** EXERCISE DIRECTIONS **
Retype the material below without changing a thing, starting with the line that contains "Every instance of the caterpillar" and going on through the line that contains "[(358, 42)]". Copy only those lines.

####

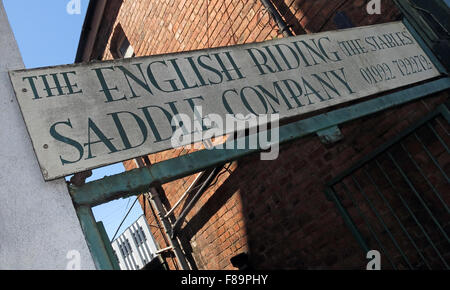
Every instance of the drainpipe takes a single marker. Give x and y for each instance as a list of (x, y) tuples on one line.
[(90, 29), (160, 211), (284, 28), (177, 225)]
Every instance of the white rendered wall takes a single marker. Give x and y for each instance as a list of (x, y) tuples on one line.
[(38, 223)]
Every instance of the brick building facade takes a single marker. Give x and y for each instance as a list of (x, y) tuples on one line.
[(276, 211)]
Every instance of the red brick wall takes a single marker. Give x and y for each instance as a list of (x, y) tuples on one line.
[(274, 210)]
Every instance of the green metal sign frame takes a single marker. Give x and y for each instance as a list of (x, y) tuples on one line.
[(137, 181)]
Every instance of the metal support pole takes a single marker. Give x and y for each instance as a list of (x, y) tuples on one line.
[(156, 203), (100, 249)]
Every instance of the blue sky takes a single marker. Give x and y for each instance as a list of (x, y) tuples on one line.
[(48, 35)]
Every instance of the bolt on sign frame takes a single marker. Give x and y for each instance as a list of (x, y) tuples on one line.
[(390, 175), (138, 181)]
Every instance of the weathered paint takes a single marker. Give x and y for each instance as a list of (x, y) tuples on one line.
[(89, 115)]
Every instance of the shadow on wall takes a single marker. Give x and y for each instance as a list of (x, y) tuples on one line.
[(106, 28)]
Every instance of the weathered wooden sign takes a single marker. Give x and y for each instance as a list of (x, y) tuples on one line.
[(88, 115)]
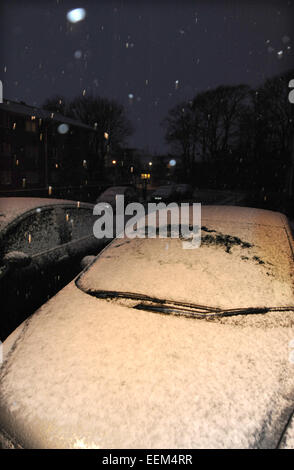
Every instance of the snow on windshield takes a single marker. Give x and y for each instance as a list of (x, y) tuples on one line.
[(235, 267)]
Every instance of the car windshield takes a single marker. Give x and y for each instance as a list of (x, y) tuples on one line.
[(235, 268)]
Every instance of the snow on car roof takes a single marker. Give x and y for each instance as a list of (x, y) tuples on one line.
[(13, 207), (245, 260)]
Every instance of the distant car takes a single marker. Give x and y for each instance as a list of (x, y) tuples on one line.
[(42, 242), (109, 195), (164, 194), (184, 191), (156, 346)]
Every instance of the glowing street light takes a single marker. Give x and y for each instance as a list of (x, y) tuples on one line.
[(76, 15)]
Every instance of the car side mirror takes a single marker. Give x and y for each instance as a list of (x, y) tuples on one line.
[(17, 259), (86, 261)]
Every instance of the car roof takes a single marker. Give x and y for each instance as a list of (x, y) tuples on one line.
[(245, 260), (13, 207)]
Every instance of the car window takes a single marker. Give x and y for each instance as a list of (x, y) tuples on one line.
[(79, 221), (235, 267), (37, 232)]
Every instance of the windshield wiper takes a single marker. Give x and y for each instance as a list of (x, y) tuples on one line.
[(145, 302)]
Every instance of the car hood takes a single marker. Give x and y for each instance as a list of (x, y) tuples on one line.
[(88, 373)]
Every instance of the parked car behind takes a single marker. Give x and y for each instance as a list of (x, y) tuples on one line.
[(109, 195), (42, 242), (164, 194), (156, 346), (184, 191)]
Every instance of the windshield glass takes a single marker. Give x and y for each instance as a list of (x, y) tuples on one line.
[(235, 267)]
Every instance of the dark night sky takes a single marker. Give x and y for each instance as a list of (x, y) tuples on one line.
[(141, 48)]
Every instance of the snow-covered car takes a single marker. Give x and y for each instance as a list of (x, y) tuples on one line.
[(109, 195), (156, 346), (42, 242), (164, 194)]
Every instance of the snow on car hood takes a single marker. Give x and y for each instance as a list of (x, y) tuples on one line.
[(85, 372), (236, 266)]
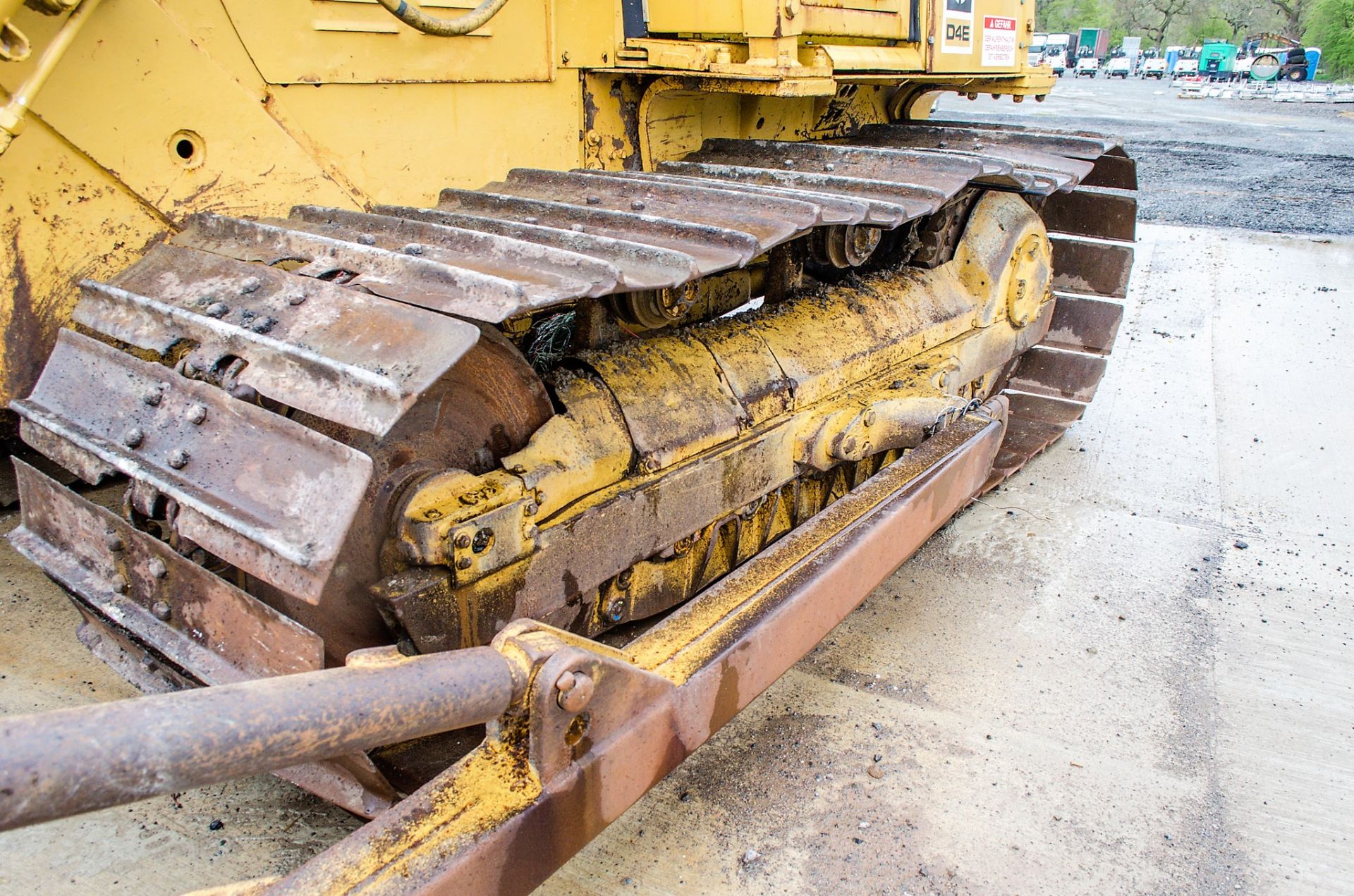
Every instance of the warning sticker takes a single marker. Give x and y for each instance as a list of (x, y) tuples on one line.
[(999, 41), (959, 35)]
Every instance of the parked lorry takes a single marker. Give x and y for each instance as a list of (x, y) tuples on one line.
[(1093, 42)]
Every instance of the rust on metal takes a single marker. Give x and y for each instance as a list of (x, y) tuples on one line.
[(91, 757), (332, 435)]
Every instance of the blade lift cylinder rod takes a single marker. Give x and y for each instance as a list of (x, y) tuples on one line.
[(85, 759)]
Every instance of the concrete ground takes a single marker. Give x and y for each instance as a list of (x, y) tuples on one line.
[(1083, 684), (1252, 164)]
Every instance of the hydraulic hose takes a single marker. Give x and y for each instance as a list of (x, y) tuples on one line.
[(416, 18)]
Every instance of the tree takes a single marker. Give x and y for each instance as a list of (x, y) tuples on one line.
[(1154, 16), (1293, 13), (1331, 27), (1240, 16)]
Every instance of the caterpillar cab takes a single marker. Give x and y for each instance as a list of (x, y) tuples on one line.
[(465, 412)]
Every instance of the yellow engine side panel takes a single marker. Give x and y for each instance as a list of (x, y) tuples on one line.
[(358, 42)]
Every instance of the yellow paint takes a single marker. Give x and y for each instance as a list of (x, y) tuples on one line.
[(163, 109)]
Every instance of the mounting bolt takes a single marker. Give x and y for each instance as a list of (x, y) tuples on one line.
[(575, 691)]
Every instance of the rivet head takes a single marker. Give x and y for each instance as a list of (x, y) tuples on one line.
[(575, 691)]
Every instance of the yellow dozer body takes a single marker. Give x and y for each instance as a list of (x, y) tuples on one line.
[(463, 412)]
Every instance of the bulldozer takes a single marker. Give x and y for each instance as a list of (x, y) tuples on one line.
[(465, 410)]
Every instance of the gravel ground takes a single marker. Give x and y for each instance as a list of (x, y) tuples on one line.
[(1252, 164)]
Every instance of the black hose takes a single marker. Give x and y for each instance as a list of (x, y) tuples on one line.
[(420, 20)]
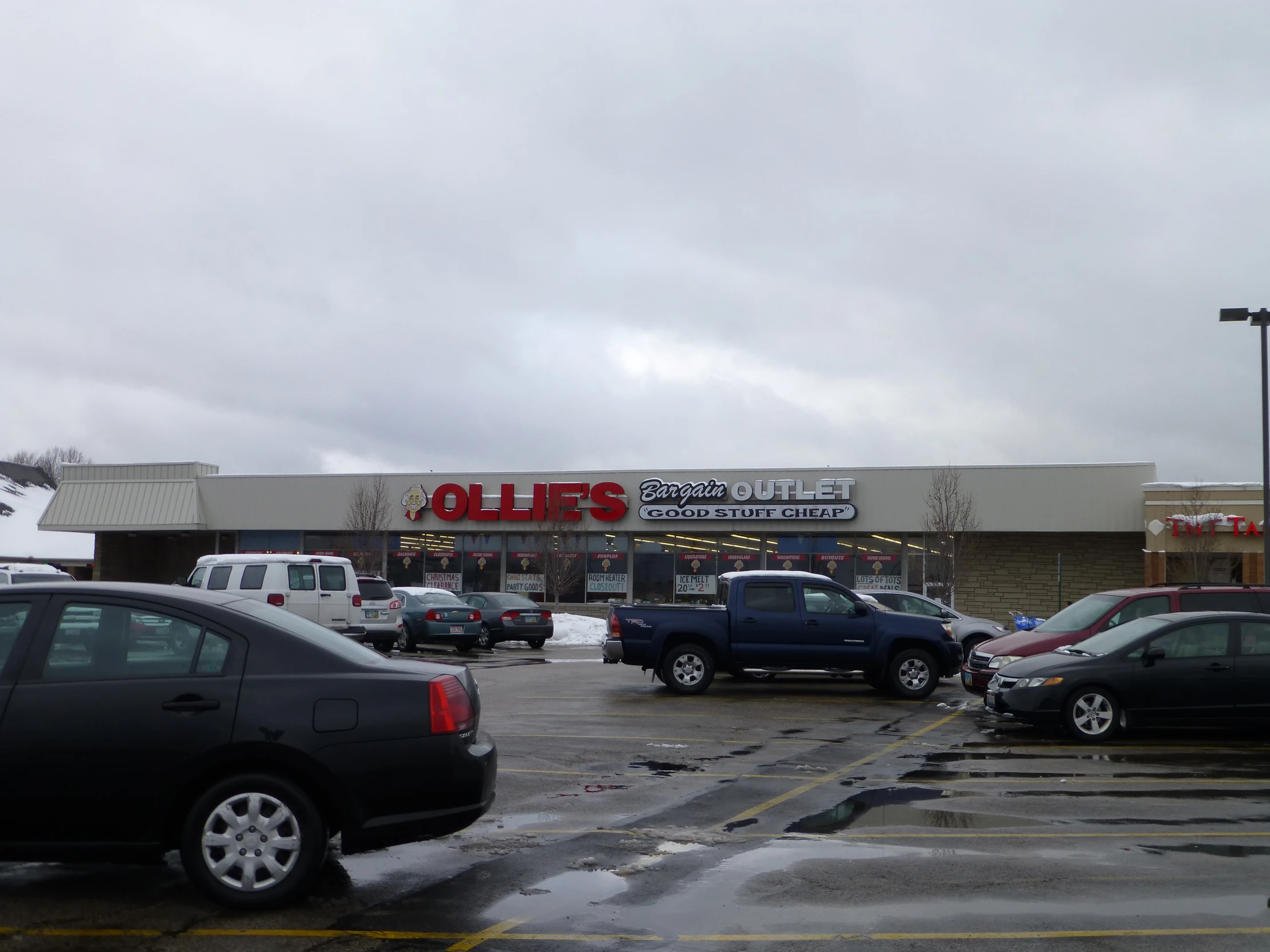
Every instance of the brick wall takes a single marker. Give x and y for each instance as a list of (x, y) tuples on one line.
[(1020, 571)]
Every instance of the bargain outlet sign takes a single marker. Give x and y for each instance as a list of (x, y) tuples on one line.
[(453, 502)]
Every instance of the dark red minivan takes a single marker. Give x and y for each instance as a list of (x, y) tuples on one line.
[(1107, 609)]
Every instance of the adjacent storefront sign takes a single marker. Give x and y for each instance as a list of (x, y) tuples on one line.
[(606, 573)]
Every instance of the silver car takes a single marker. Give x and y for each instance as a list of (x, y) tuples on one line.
[(967, 629)]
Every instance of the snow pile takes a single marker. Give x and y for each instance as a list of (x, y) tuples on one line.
[(21, 508), (578, 630)]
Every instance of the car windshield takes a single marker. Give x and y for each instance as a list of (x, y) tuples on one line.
[(1122, 636), (1080, 615), (308, 630)]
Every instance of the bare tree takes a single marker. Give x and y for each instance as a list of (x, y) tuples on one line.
[(950, 527), (51, 461), (1197, 538), (367, 520), (560, 559)]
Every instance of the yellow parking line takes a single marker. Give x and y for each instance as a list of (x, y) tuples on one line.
[(837, 774)]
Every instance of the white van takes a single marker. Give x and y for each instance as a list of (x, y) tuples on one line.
[(319, 588), (31, 573)]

####

** FULL SOLUTION **
Every instance of the caterpillar cab takes a single marker. Give x and y for each instance as a list of (x, y) tuples on one line.
[(465, 412)]
Every instance of the yellow engine side panel takes a single marker. Give x and y for each instance as a list of (x, y) tuples on one line.
[(358, 42)]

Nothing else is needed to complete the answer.